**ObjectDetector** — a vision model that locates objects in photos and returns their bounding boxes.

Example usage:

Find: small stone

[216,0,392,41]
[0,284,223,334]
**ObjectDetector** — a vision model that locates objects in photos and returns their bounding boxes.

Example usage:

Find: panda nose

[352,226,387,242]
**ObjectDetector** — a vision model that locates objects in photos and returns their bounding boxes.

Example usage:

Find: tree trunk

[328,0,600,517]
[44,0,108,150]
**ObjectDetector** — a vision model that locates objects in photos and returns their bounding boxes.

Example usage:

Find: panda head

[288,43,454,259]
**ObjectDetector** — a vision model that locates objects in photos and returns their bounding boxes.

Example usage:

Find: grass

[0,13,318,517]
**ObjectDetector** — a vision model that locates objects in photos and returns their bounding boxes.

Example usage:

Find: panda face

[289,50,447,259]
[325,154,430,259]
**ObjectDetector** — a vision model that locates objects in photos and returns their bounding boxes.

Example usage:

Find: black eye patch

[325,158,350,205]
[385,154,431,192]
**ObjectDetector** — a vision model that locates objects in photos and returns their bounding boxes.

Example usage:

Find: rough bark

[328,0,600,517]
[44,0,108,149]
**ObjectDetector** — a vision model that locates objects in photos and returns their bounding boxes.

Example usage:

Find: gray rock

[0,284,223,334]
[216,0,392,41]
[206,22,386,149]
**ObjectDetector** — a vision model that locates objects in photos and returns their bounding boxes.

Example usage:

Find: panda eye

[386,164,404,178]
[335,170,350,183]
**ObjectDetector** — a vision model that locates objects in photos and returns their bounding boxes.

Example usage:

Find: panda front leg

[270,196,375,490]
------------------------------------------------------------
Gather every line of the records above that contains the word "Find", and copy each one unchanged.

EXERCISE SOLUTION:
Find: small stone
Find: panda nose
Find: tree trunk
Find: panda head
Find: grass
Find: panda face
Find: black eye patch
Find: rough bark
Find: gray rock
Find: panda eye
Find: panda front leg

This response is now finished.